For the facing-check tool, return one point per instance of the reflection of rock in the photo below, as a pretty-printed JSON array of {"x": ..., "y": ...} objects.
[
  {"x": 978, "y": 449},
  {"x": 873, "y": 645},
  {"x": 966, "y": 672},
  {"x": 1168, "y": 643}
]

Do this:
Reproduce the material above verbatim, line for line.

Answer to this exercise:
For the facing-check tool, return one point per instance of the reflection of rock in the photo below, as a pretty-printed JSON array of {"x": ..., "y": ...} objects.
[
  {"x": 978, "y": 449},
  {"x": 873, "y": 645},
  {"x": 966, "y": 672},
  {"x": 1168, "y": 643}
]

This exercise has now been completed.